_PROBLEM TO WORK ON_: Repeat each line exactly, leaving nothing out.

-- Start of TASK INPUT --

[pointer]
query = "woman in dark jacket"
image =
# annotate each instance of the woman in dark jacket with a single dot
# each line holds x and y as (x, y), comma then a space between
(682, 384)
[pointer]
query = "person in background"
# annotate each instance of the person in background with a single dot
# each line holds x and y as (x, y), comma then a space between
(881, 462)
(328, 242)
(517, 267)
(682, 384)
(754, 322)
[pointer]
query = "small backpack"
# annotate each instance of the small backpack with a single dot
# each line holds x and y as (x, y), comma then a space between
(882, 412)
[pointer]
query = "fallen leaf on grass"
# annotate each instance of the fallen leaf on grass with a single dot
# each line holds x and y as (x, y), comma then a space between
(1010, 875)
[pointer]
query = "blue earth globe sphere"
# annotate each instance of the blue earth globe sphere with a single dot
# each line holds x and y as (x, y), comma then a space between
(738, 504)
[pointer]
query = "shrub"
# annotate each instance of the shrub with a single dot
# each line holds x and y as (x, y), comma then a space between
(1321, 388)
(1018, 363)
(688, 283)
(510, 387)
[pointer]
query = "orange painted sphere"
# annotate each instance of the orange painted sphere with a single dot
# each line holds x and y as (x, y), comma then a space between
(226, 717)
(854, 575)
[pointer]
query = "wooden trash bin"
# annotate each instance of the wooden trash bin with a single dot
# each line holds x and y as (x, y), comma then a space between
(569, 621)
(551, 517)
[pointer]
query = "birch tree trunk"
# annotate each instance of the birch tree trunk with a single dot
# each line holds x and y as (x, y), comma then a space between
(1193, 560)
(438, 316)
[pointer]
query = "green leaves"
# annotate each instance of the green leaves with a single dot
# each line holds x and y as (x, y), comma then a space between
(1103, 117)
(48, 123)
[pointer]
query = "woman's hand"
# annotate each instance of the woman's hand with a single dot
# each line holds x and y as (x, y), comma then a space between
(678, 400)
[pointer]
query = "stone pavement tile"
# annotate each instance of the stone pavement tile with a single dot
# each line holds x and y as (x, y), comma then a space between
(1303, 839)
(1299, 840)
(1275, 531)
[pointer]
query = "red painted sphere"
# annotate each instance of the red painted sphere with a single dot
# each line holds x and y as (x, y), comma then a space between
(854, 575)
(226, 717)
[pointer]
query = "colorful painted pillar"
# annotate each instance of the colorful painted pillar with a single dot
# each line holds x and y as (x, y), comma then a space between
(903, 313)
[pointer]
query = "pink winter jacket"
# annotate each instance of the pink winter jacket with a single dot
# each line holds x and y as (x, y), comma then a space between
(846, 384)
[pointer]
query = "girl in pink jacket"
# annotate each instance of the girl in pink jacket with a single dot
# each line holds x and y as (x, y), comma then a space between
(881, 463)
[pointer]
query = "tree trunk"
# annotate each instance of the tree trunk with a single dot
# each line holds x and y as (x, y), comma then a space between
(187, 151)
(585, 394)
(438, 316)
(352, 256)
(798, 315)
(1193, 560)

-- End of TASK INPUT --

_RESULT OF THE EXERCISE_:
[pointer]
query = "woman in dark jacket"
image =
# annotate each instance of the woman in dark jacket with a single dot
# each line holds x and y as (x, y), comma then a space between
(682, 384)
[pointer]
query = "person in background"
# annotate each instance of the person in background with a single dot
# each line holds x and y as (x, y), comma then a space between
(881, 462)
(328, 242)
(517, 267)
(682, 384)
(754, 322)
[pointer]
query = "small backpack"
# annotate each instance of the small backpack with a single dot
# each line holds x and y as (x, y), comma then a space between
(882, 412)
[pointer]
query = "fallen leaf on grass"
# annotate each instance of the fallen leaf on grass with a single dot
# each line holds x and y as (x, y), comma then a space between
(1010, 875)
[pointer]
query = "blue earth globe sphere"
# annotate each instance of the blue earth globe sphere with a single dot
# each line holds x and y as (x, y), comma then a space between
(738, 504)
[pointer]
query = "shrub"
# annotate each instance of the shrub with a single dot
# each line holds x and y as (x, y), comma then a space between
(1321, 388)
(1018, 363)
(688, 283)
(510, 387)
[pointer]
query = "orange painted sphere"
# annotate each instance of the orange painted sphere with a single dot
# each line holds x and y as (x, y), comma then a space between
(226, 717)
(854, 575)
[pointer]
query = "wooden trash bin"
# annotate each instance of the wooden trash bin with a single dot
# each line holds x and y as (x, y), comma then a space between
(569, 621)
(551, 517)
[pointer]
query = "birch tree trunk"
# annotate each instance of the birch tree trunk with a single dot
# each line holds x and y as (x, y), comma then a space between
(1193, 560)
(438, 316)
[pointer]
query = "green leaves"
# annotate each instance of the green leaves with a single dot
# each line holds x and y as (x, y), comma then a space between
(1103, 117)
(48, 123)
[pointer]
query = "woman's hand"
# annotate each instance of the woman's hand with a single dot
# each line holds x and y as (x, y), comma then a space between
(678, 400)
[pointer]
query = "stone pavement tile"
# annotate each instance of the stone pavement tile with a single dot
# each line holds x and y as (x, y), comma then a space between
(1303, 839)
(1299, 840)
(1275, 531)
[pointer]
query = "red painted sphere"
# annotate each instance of the red painted sphere with a single dot
# each line holds x and y as (x, y), comma then a space between
(854, 575)
(226, 717)
[pointer]
query = "colorful painted pillar"
# annotate each instance of the colorful painted pillar with a single dot
# each line holds x and y as (x, y), comma then a space between
(903, 313)
[pointer]
query = "pink winter jacket"
# annotate each instance of the pink winter jacket with a single dot
# each line holds x and y as (x, y), comma then a space between
(846, 384)
[pointer]
query = "girl in pink jacket"
# annotate each instance of the girl in pink jacket with a single dot
# each line holds x and y as (x, y), comma then a space between
(881, 463)
[pointer]
query = "tree trunk"
# annotate each instance of the tree trunk with a single dot
# each line holds x and y as (x, y), comma then a space between
(187, 151)
(585, 394)
(438, 316)
(352, 256)
(798, 315)
(1193, 560)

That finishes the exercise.